[What to work on] Return the records below from the line containing "Could you point at the red" onward, exactly, through and including the last line.

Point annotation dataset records
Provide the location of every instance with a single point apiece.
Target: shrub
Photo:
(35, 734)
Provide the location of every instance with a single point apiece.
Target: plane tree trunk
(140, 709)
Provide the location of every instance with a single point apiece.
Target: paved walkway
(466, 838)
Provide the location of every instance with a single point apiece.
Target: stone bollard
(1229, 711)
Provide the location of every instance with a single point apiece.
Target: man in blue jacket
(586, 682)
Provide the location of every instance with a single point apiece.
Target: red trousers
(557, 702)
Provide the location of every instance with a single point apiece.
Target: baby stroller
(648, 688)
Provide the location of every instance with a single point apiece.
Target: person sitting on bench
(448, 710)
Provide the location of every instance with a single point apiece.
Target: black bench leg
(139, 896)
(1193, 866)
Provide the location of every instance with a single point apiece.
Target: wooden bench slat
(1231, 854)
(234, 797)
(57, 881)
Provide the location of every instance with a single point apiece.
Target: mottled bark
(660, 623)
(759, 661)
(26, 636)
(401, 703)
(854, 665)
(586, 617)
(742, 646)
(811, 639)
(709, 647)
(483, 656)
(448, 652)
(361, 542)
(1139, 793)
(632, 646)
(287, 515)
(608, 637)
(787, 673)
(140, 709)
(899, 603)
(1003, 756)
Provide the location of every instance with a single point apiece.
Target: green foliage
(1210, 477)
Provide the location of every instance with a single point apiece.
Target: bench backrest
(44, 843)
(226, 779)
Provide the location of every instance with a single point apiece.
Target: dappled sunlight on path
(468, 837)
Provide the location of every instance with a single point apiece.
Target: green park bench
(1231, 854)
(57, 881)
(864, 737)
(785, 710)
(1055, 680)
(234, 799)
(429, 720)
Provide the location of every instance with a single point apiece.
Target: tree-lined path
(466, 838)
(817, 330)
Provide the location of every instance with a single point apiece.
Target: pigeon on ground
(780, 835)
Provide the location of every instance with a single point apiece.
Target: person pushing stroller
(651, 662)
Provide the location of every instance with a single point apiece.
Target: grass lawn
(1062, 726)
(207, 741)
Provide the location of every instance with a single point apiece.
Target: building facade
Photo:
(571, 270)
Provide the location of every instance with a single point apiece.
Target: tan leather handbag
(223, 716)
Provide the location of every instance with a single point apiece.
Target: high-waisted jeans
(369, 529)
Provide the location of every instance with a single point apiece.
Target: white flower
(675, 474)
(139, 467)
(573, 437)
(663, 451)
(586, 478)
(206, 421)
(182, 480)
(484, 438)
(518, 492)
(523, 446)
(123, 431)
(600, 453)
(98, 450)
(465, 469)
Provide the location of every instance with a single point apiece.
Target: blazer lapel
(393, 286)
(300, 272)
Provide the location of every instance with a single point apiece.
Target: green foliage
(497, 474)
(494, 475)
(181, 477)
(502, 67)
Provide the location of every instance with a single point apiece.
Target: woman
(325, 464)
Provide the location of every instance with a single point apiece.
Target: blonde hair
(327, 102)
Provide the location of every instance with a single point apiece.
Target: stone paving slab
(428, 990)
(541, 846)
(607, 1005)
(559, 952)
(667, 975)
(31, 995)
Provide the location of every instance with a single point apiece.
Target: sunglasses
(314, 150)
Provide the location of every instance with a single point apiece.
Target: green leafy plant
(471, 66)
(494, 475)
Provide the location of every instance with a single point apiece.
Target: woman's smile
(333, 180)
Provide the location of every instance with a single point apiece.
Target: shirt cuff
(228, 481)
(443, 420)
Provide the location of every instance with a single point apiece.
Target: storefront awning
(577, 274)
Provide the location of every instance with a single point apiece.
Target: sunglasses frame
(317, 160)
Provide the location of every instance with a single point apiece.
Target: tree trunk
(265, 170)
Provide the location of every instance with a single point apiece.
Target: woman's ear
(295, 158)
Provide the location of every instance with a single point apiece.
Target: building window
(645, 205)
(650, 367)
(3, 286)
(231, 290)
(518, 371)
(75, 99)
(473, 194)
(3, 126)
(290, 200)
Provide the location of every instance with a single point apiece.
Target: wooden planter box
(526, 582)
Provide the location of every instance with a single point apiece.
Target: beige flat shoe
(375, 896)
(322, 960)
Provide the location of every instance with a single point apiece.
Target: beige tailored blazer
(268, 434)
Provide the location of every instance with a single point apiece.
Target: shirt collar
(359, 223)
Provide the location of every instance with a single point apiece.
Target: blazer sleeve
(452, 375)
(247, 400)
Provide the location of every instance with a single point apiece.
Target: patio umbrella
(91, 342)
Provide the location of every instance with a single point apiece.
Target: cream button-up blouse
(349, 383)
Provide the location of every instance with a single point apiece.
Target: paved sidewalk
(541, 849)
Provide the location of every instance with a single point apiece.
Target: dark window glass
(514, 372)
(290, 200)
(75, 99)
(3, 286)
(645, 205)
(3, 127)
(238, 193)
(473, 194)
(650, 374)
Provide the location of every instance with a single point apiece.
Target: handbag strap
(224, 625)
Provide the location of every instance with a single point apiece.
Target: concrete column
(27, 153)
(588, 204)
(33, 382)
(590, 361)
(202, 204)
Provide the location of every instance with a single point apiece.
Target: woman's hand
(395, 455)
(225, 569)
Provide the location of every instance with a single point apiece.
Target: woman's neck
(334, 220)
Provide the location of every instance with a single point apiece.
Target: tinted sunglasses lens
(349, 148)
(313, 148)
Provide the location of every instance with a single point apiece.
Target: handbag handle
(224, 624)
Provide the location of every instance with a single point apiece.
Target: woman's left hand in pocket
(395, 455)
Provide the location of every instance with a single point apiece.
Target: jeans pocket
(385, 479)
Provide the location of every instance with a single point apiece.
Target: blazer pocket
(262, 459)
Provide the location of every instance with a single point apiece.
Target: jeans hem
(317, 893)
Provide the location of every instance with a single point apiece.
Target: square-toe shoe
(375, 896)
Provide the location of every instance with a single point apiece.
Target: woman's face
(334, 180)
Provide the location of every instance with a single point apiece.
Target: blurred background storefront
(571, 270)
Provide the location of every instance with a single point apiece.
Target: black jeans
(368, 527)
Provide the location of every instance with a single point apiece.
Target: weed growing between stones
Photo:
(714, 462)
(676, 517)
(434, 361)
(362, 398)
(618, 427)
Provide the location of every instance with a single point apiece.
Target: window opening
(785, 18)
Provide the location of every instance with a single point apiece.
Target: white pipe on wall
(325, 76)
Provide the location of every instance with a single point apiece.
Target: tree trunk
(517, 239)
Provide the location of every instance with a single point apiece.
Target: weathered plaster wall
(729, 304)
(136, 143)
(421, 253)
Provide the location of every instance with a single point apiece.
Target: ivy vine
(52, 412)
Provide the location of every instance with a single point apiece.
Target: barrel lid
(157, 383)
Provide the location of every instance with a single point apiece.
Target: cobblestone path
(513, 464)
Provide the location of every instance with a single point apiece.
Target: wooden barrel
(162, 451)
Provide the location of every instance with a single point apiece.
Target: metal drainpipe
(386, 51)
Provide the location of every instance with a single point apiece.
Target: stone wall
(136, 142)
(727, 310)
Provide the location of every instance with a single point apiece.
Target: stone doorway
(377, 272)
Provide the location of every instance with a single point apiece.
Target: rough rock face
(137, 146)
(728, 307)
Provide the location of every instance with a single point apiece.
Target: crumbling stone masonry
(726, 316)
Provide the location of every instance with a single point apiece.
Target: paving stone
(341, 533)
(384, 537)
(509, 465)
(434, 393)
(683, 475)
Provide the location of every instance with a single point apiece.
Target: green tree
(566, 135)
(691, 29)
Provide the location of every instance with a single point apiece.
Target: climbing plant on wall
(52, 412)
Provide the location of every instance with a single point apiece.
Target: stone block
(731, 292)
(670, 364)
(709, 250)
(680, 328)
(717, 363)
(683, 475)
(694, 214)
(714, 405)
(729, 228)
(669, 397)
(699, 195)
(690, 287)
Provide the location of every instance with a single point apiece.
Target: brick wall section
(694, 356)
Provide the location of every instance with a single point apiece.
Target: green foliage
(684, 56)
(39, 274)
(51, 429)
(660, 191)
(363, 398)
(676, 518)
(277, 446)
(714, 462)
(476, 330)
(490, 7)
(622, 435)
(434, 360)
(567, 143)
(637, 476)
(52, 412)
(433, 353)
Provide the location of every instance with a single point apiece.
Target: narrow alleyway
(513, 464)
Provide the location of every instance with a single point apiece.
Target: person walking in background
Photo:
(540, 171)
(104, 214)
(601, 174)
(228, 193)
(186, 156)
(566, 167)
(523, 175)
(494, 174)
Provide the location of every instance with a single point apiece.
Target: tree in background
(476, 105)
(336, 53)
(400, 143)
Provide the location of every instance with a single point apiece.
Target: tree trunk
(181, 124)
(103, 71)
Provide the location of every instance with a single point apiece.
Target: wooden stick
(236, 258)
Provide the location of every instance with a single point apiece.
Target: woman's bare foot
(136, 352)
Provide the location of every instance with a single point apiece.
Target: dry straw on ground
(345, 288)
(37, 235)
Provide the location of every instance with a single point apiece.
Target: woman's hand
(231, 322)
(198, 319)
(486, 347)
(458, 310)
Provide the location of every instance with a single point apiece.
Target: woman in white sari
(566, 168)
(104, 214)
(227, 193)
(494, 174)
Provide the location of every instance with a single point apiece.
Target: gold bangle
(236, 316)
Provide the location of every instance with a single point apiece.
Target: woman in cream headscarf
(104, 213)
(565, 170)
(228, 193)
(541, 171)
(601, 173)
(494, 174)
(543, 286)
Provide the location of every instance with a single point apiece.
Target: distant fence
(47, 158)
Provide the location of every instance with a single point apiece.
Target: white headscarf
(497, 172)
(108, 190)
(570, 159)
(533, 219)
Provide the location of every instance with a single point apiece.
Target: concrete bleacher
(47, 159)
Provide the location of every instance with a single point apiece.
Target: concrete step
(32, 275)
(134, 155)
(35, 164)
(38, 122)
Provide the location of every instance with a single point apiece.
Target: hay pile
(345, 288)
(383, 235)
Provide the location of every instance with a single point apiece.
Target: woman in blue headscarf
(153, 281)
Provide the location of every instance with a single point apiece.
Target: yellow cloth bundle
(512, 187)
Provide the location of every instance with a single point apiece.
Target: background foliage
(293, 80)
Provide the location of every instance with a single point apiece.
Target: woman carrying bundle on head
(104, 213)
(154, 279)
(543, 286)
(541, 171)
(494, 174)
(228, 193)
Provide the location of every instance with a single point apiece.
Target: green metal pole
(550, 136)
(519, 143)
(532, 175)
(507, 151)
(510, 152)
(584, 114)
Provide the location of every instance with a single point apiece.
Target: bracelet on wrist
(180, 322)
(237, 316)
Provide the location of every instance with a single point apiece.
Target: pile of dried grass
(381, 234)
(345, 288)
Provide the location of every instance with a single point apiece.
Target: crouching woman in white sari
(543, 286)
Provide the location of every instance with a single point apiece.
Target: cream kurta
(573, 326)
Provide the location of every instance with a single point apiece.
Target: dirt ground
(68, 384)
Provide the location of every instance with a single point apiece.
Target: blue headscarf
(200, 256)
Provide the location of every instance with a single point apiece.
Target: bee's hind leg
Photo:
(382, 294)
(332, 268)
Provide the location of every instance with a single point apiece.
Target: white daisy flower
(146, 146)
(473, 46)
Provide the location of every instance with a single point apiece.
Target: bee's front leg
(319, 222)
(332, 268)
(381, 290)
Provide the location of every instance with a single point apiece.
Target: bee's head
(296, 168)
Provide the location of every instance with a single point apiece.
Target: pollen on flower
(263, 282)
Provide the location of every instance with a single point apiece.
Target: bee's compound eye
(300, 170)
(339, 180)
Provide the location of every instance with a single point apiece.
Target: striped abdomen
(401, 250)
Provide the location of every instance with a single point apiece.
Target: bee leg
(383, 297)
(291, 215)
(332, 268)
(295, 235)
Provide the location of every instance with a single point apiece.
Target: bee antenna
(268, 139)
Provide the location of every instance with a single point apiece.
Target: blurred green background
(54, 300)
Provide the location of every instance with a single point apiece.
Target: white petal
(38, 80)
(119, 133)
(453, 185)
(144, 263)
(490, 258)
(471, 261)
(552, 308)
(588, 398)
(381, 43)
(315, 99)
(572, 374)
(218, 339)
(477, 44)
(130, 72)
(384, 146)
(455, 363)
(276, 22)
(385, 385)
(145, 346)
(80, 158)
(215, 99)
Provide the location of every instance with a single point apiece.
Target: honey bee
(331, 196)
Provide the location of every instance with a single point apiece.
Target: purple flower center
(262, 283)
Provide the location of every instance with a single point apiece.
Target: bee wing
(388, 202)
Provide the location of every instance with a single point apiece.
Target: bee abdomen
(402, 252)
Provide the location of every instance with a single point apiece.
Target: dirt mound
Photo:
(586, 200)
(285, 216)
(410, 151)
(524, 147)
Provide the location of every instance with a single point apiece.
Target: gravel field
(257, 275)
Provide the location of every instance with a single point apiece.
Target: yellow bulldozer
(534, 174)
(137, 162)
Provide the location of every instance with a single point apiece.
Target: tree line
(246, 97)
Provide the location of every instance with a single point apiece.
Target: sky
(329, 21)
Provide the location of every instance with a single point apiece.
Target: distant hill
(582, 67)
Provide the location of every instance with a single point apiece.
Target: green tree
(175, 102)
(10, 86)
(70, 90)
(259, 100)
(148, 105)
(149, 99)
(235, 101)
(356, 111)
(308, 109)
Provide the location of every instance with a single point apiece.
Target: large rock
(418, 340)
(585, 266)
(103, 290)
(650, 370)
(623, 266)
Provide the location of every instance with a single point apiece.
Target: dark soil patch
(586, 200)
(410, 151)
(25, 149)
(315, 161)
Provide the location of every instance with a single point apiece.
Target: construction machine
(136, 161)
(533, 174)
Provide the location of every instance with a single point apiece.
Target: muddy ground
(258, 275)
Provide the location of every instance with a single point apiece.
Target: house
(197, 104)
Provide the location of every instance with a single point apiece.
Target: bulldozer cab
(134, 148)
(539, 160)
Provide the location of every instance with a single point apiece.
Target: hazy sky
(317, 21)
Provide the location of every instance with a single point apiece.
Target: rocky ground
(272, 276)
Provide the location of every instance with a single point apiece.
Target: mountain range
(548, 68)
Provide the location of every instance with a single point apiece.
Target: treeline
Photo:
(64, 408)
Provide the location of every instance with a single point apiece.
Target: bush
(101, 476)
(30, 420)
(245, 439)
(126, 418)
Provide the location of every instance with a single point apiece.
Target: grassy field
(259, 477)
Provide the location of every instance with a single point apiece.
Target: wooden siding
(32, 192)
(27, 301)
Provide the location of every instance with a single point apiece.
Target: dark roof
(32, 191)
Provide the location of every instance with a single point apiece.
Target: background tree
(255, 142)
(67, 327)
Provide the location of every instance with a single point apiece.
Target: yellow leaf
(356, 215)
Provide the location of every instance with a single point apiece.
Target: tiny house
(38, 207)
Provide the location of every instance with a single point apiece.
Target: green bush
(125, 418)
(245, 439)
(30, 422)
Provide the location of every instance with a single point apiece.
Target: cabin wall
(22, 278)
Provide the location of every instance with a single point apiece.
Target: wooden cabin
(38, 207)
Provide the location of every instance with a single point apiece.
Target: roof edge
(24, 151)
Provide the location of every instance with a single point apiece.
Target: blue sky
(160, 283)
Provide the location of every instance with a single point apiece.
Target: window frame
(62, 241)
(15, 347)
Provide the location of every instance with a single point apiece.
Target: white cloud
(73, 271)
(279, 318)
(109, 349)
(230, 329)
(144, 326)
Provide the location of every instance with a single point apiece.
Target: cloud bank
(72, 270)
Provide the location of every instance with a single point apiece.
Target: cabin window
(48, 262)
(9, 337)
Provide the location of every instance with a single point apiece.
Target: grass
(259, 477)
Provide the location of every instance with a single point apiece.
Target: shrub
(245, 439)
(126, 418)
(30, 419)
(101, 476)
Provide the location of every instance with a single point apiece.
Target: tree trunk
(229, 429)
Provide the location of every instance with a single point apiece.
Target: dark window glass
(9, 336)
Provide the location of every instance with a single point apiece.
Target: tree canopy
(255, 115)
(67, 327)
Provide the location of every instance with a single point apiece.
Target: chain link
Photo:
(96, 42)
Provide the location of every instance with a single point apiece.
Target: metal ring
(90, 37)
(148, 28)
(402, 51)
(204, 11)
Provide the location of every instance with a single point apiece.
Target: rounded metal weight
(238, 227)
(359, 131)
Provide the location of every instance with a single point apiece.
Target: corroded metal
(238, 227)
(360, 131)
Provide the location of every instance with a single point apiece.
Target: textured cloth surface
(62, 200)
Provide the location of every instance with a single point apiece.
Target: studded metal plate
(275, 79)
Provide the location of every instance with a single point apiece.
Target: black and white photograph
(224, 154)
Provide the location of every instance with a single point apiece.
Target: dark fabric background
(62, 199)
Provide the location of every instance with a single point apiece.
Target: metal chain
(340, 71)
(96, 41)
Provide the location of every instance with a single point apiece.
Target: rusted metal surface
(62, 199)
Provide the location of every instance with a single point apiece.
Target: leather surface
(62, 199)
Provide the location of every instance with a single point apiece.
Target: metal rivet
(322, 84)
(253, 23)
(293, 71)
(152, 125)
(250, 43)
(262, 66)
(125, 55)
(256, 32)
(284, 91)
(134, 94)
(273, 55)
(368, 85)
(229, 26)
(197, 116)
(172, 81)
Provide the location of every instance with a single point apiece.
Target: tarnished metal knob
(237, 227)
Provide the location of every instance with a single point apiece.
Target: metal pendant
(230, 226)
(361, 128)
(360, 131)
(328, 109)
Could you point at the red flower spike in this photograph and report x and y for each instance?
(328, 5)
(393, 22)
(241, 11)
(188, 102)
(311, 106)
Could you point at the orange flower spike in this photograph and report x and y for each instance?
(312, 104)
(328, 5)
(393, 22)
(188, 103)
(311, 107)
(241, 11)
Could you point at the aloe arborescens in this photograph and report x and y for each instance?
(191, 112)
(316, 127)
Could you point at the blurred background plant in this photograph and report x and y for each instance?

[The reply]
Could you point at the red flower spike in this photograph and report x and y for each instance?
(328, 5)
(393, 22)
(241, 11)
(188, 102)
(311, 106)
Could you point at the orange flower spike in this photograph and report x and y for each instance?
(312, 104)
(328, 5)
(393, 22)
(188, 103)
(311, 107)
(241, 11)
Could you point at the aloe arborescens in this photograph and report x and y for each instance?
(191, 112)
(316, 127)
Could you point at the blurred background plant in this photograph and report x and y for each instance?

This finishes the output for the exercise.